• _EXERCISE INSTRUCTIONS_
Please gather every line in the listing below that contains the word "patterned" and copy each one in full. Case counts.

========

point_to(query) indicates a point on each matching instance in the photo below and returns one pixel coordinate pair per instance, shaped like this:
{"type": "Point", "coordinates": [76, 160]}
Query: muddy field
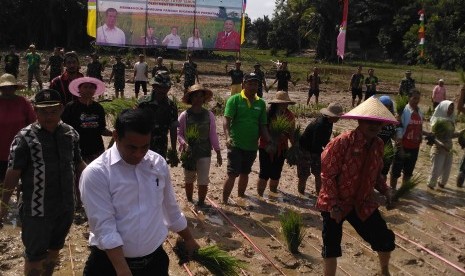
{"type": "Point", "coordinates": [429, 225]}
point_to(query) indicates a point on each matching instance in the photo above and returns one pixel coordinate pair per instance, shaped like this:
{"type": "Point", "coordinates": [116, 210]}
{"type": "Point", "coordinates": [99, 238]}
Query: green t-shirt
{"type": "Point", "coordinates": [33, 61]}
{"type": "Point", "coordinates": [246, 119]}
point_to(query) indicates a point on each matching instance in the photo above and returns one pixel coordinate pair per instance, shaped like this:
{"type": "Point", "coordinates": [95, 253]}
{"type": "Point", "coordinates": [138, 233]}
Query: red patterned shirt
{"type": "Point", "coordinates": [350, 171]}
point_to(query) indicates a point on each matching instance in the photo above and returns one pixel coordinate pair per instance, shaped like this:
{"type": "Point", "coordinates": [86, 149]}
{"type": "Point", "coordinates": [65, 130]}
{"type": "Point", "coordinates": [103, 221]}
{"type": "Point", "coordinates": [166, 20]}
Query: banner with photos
{"type": "Point", "coordinates": [176, 24]}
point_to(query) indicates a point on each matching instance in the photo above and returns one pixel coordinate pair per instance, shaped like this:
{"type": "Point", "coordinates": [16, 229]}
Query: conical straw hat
{"type": "Point", "coordinates": [371, 109]}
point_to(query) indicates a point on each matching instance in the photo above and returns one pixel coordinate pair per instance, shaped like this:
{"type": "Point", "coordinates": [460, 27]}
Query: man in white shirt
{"type": "Point", "coordinates": [141, 75]}
{"type": "Point", "coordinates": [131, 204]}
{"type": "Point", "coordinates": [172, 40]}
{"type": "Point", "coordinates": [109, 33]}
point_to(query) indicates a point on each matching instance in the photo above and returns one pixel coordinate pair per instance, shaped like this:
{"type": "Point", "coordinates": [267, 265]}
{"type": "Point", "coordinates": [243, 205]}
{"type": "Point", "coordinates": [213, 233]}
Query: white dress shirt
{"type": "Point", "coordinates": [194, 43]}
{"type": "Point", "coordinates": [132, 206]}
{"type": "Point", "coordinates": [172, 40]}
{"type": "Point", "coordinates": [110, 35]}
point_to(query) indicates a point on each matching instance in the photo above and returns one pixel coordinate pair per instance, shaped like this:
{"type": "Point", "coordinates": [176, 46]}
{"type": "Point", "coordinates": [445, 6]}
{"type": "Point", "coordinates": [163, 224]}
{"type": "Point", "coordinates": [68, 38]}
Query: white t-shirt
{"type": "Point", "coordinates": [141, 68]}
{"type": "Point", "coordinates": [110, 36]}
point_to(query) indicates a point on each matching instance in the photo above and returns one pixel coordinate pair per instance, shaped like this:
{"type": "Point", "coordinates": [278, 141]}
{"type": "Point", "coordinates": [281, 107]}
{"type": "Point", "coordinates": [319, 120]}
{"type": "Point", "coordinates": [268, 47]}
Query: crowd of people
{"type": "Point", "coordinates": [54, 148]}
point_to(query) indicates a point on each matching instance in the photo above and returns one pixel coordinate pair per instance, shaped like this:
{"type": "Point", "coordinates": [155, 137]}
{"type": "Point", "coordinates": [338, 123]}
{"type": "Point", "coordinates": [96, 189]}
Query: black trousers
{"type": "Point", "coordinates": [154, 264]}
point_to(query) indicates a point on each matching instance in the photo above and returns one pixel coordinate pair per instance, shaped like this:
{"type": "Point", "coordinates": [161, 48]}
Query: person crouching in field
{"type": "Point", "coordinates": [350, 171]}
{"type": "Point", "coordinates": [45, 155]}
{"type": "Point", "coordinates": [312, 142]}
{"type": "Point", "coordinates": [272, 161]}
{"type": "Point", "coordinates": [443, 120]}
{"type": "Point", "coordinates": [197, 136]}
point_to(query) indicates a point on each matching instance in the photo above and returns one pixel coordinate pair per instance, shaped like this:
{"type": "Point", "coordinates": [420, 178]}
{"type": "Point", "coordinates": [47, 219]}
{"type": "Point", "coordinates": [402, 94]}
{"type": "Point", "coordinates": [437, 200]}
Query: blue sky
{"type": "Point", "coordinates": [259, 8]}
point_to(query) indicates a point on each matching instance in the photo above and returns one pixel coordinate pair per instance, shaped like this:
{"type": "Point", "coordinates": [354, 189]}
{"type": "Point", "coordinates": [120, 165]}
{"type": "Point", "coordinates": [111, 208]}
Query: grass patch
{"type": "Point", "coordinates": [217, 261]}
{"type": "Point", "coordinates": [293, 230]}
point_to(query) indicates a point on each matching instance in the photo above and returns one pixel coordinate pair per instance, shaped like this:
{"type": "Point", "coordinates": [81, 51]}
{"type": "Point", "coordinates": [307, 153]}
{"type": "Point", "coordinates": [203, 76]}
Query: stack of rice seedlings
{"type": "Point", "coordinates": [461, 138]}
{"type": "Point", "coordinates": [278, 127]}
{"type": "Point", "coordinates": [217, 261]}
{"type": "Point", "coordinates": [293, 230]}
{"type": "Point", "coordinates": [293, 154]}
{"type": "Point", "coordinates": [442, 128]}
{"type": "Point", "coordinates": [407, 187]}
{"type": "Point", "coordinates": [400, 102]}
{"type": "Point", "coordinates": [113, 108]}
{"type": "Point", "coordinates": [389, 152]}
{"type": "Point", "coordinates": [187, 156]}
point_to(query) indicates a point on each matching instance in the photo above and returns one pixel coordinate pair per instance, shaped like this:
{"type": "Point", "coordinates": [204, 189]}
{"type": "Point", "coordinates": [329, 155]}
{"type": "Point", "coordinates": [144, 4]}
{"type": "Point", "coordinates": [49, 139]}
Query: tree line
{"type": "Point", "coordinates": [381, 29]}
{"type": "Point", "coordinates": [377, 30]}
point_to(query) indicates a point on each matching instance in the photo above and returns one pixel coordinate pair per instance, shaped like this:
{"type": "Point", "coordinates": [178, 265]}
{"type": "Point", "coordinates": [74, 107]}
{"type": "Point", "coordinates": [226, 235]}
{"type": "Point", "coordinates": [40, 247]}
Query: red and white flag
{"type": "Point", "coordinates": [341, 38]}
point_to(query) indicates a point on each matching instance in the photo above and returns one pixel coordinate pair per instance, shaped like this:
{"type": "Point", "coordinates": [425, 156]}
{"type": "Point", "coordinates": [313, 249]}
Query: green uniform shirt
{"type": "Point", "coordinates": [246, 119]}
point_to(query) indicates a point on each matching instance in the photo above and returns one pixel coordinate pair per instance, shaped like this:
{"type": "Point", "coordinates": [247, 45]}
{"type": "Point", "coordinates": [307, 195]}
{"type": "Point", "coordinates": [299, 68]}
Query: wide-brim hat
{"type": "Point", "coordinates": [333, 110]}
{"type": "Point", "coordinates": [74, 86]}
{"type": "Point", "coordinates": [373, 110]}
{"type": "Point", "coordinates": [196, 88]}
{"type": "Point", "coordinates": [281, 97]}
{"type": "Point", "coordinates": [10, 80]}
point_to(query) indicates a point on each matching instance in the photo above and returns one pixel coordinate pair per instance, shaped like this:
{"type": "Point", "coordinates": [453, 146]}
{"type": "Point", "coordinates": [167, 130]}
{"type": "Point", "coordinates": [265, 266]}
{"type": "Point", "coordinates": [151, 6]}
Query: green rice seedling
{"type": "Point", "coordinates": [187, 157]}
{"type": "Point", "coordinates": [215, 260]}
{"type": "Point", "coordinates": [279, 126]}
{"type": "Point", "coordinates": [461, 138]}
{"type": "Point", "coordinates": [113, 108]}
{"type": "Point", "coordinates": [442, 128]}
{"type": "Point", "coordinates": [400, 102]}
{"type": "Point", "coordinates": [293, 154]}
{"type": "Point", "coordinates": [388, 154]}
{"type": "Point", "coordinates": [293, 230]}
{"type": "Point", "coordinates": [407, 187]}
{"type": "Point", "coordinates": [302, 110]}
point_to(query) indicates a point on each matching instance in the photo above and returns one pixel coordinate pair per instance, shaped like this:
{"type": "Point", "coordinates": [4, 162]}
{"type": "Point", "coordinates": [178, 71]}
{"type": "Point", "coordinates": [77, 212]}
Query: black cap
{"type": "Point", "coordinates": [47, 97]}
{"type": "Point", "coordinates": [251, 77]}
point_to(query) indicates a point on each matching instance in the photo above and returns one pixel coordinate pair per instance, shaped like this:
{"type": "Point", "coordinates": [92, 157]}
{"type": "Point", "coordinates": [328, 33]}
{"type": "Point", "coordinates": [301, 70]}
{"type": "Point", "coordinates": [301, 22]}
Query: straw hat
{"type": "Point", "coordinates": [74, 86]}
{"type": "Point", "coordinates": [196, 88]}
{"type": "Point", "coordinates": [10, 80]}
{"type": "Point", "coordinates": [333, 110]}
{"type": "Point", "coordinates": [371, 109]}
{"type": "Point", "coordinates": [281, 97]}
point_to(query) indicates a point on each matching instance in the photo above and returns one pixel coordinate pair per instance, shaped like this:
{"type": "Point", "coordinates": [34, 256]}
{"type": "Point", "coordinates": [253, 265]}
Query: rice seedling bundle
{"type": "Point", "coordinates": [462, 138]}
{"type": "Point", "coordinates": [442, 128]}
{"type": "Point", "coordinates": [293, 230]}
{"type": "Point", "coordinates": [293, 154]}
{"type": "Point", "coordinates": [400, 102]}
{"type": "Point", "coordinates": [217, 261]}
{"type": "Point", "coordinates": [188, 161]}
{"type": "Point", "coordinates": [113, 108]}
{"type": "Point", "coordinates": [388, 154]}
{"type": "Point", "coordinates": [279, 126]}
{"type": "Point", "coordinates": [407, 187]}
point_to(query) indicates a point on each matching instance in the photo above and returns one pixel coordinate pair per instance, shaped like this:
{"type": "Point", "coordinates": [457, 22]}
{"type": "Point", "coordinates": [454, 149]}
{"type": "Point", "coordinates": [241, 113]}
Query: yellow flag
{"type": "Point", "coordinates": [92, 18]}
{"type": "Point", "coordinates": [243, 29]}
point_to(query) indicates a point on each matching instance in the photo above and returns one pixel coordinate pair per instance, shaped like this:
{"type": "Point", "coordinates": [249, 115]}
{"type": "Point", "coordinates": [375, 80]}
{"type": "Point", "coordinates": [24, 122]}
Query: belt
{"type": "Point", "coordinates": [142, 262]}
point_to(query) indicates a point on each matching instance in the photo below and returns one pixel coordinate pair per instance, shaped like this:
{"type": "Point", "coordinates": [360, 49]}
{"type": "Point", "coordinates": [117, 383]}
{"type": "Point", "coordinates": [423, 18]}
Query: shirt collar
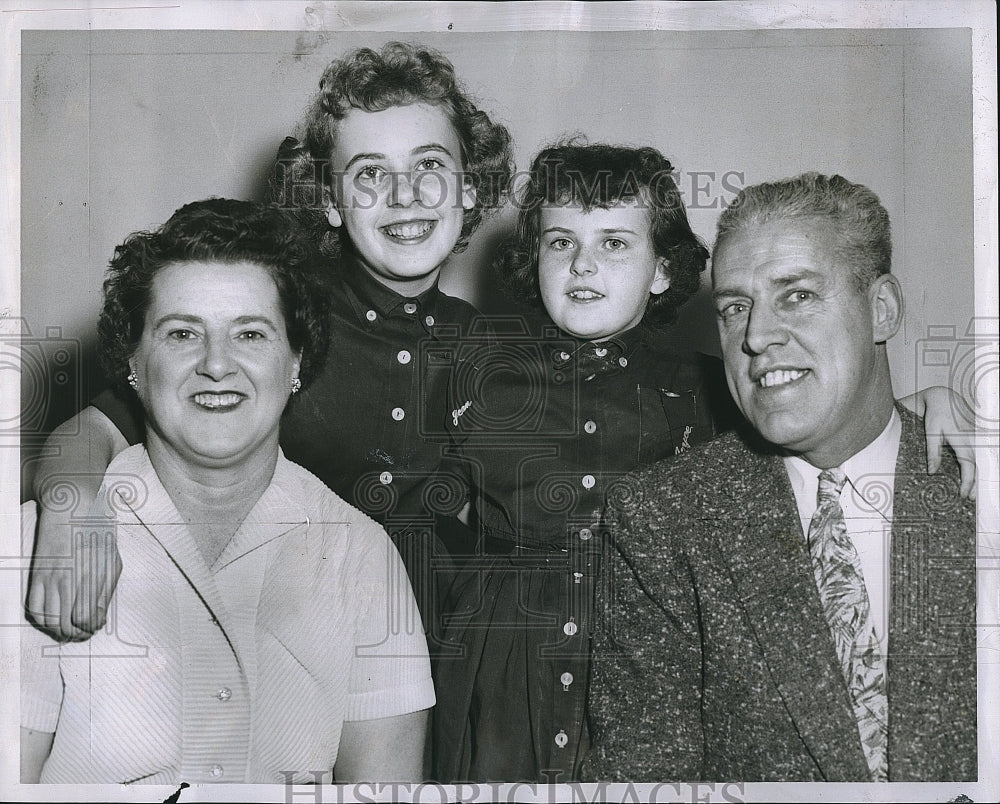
{"type": "Point", "coordinates": [593, 358]}
{"type": "Point", "coordinates": [368, 294]}
{"type": "Point", "coordinates": [866, 470]}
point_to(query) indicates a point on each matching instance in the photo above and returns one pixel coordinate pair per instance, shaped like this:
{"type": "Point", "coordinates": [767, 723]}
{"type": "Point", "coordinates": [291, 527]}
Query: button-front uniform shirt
{"type": "Point", "coordinates": [236, 672]}
{"type": "Point", "coordinates": [867, 504]}
{"type": "Point", "coordinates": [546, 427]}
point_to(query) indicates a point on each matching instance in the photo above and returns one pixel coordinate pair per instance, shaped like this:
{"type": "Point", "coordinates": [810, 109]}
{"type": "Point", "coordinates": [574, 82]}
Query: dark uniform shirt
{"type": "Point", "coordinates": [547, 426]}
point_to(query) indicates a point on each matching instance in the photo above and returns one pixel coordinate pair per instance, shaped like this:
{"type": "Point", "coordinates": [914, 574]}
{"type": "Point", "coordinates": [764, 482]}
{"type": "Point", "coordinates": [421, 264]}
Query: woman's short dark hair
{"type": "Point", "coordinates": [601, 176]}
{"type": "Point", "coordinates": [225, 231]}
{"type": "Point", "coordinates": [397, 75]}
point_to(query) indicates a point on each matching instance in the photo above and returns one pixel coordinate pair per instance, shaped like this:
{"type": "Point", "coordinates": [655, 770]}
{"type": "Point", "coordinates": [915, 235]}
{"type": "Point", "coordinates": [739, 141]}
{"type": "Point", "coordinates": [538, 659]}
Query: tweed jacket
{"type": "Point", "coordinates": [714, 660]}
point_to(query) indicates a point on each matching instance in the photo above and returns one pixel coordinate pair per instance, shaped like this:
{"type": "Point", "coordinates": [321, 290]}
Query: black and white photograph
{"type": "Point", "coordinates": [515, 401]}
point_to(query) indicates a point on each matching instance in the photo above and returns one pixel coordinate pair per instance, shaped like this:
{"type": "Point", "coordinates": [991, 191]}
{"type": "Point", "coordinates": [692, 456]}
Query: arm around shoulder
{"type": "Point", "coordinates": [78, 453]}
{"type": "Point", "coordinates": [387, 749]}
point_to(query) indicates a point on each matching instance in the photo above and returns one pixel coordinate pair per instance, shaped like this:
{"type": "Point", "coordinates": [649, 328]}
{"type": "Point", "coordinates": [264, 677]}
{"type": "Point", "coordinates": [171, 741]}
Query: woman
{"type": "Point", "coordinates": [263, 628]}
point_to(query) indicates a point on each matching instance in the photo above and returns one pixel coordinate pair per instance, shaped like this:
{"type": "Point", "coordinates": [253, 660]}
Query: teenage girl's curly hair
{"type": "Point", "coordinates": [397, 75]}
{"type": "Point", "coordinates": [602, 176]}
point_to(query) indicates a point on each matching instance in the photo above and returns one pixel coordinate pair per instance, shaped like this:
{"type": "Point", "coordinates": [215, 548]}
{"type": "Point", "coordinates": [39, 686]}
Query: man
{"type": "Point", "coordinates": [795, 602]}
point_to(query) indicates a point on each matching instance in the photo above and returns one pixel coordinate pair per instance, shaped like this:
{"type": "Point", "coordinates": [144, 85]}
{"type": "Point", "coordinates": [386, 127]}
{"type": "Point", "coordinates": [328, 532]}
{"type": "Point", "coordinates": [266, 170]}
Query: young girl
{"type": "Point", "coordinates": [405, 167]}
{"type": "Point", "coordinates": [574, 398]}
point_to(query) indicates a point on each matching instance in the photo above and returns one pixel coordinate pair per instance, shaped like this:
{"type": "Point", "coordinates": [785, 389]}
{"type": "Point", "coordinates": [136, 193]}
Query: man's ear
{"type": "Point", "coordinates": [886, 298]}
{"type": "Point", "coordinates": [468, 192]}
{"type": "Point", "coordinates": [661, 279]}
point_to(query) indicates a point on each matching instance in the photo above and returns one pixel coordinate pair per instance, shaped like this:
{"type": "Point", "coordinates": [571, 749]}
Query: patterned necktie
{"type": "Point", "coordinates": [845, 602]}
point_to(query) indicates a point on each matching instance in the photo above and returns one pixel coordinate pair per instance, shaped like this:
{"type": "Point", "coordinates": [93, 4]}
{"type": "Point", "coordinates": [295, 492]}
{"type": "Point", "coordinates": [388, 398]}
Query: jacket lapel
{"type": "Point", "coordinates": [771, 568]}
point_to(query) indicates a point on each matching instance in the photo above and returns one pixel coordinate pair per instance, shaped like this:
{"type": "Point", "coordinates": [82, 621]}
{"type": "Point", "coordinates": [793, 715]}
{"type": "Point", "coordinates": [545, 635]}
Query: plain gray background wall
{"type": "Point", "coordinates": [119, 128]}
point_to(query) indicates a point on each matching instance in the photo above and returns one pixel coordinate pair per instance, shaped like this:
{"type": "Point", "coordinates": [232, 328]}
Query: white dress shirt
{"type": "Point", "coordinates": [244, 671]}
{"type": "Point", "coordinates": [867, 504]}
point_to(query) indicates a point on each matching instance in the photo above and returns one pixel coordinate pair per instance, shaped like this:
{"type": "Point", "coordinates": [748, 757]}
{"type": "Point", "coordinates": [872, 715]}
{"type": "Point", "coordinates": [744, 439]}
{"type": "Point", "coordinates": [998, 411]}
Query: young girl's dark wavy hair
{"type": "Point", "coordinates": [396, 75]}
{"type": "Point", "coordinates": [601, 176]}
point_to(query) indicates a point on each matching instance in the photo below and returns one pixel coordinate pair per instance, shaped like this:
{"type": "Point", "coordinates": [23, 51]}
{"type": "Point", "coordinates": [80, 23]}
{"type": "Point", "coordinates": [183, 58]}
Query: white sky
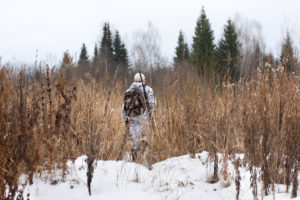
{"type": "Point", "coordinates": [54, 26]}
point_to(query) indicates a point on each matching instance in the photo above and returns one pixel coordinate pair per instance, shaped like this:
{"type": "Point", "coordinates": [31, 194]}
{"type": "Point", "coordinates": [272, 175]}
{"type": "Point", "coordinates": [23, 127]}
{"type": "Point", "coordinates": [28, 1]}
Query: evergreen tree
{"type": "Point", "coordinates": [83, 57]}
{"type": "Point", "coordinates": [182, 50]}
{"type": "Point", "coordinates": [106, 48]}
{"type": "Point", "coordinates": [95, 59]}
{"type": "Point", "coordinates": [120, 51]}
{"type": "Point", "coordinates": [287, 56]}
{"type": "Point", "coordinates": [203, 48]}
{"type": "Point", "coordinates": [228, 53]}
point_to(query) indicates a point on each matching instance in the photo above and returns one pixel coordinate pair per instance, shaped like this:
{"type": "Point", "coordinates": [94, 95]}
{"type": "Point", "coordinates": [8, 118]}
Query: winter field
{"type": "Point", "coordinates": [175, 178]}
{"type": "Point", "coordinates": [61, 135]}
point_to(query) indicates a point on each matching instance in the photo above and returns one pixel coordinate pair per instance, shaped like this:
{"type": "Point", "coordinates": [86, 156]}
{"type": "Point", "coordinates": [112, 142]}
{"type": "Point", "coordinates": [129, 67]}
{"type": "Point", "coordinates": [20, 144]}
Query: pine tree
{"type": "Point", "coordinates": [287, 56]}
{"type": "Point", "coordinates": [120, 52]}
{"type": "Point", "coordinates": [106, 48]}
{"type": "Point", "coordinates": [95, 58]}
{"type": "Point", "coordinates": [83, 57]}
{"type": "Point", "coordinates": [203, 48]}
{"type": "Point", "coordinates": [228, 53]}
{"type": "Point", "coordinates": [182, 50]}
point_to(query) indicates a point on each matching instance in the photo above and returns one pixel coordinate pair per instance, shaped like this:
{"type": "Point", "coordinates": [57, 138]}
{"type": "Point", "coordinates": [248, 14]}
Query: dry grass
{"type": "Point", "coordinates": [48, 119]}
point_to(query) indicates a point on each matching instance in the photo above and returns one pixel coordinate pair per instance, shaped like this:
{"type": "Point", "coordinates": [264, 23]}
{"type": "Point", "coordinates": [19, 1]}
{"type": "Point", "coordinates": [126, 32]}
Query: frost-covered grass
{"type": "Point", "coordinates": [175, 178]}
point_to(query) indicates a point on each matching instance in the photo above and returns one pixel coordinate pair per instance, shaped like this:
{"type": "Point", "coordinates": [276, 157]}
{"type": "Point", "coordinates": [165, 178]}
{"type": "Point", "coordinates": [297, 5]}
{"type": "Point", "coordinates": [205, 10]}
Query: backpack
{"type": "Point", "coordinates": [134, 102]}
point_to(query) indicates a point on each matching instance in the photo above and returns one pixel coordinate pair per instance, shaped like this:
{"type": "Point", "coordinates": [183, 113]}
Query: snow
{"type": "Point", "coordinates": [181, 177]}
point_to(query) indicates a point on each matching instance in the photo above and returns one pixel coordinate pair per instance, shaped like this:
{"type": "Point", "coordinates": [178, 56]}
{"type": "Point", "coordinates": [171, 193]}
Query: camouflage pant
{"type": "Point", "coordinates": [137, 130]}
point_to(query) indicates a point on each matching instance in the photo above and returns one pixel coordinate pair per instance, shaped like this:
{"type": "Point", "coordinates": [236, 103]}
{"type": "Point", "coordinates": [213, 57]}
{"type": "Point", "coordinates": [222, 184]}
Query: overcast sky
{"type": "Point", "coordinates": [47, 28]}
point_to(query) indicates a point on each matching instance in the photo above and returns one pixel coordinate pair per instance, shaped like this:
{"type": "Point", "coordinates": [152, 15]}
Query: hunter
{"type": "Point", "coordinates": [136, 109]}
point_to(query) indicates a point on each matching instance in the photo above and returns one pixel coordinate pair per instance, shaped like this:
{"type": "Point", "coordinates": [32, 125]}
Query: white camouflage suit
{"type": "Point", "coordinates": [138, 124]}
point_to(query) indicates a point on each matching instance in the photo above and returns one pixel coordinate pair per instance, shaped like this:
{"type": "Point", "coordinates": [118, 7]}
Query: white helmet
{"type": "Point", "coordinates": [137, 77]}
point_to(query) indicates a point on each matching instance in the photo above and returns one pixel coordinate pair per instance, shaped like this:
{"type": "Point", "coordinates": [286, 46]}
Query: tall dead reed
{"type": "Point", "coordinates": [47, 119]}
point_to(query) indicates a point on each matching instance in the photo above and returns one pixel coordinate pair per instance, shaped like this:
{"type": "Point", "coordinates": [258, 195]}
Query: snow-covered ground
{"type": "Point", "coordinates": [175, 178]}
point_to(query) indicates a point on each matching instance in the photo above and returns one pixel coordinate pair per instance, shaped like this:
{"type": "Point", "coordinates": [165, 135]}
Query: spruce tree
{"type": "Point", "coordinates": [95, 58]}
{"type": "Point", "coordinates": [83, 57]}
{"type": "Point", "coordinates": [228, 53]}
{"type": "Point", "coordinates": [287, 56]}
{"type": "Point", "coordinates": [106, 48]}
{"type": "Point", "coordinates": [120, 51]}
{"type": "Point", "coordinates": [182, 50]}
{"type": "Point", "coordinates": [203, 48]}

========

• _TASK SOLUTION_
Query: red patterned shirt
Query: patterned necktie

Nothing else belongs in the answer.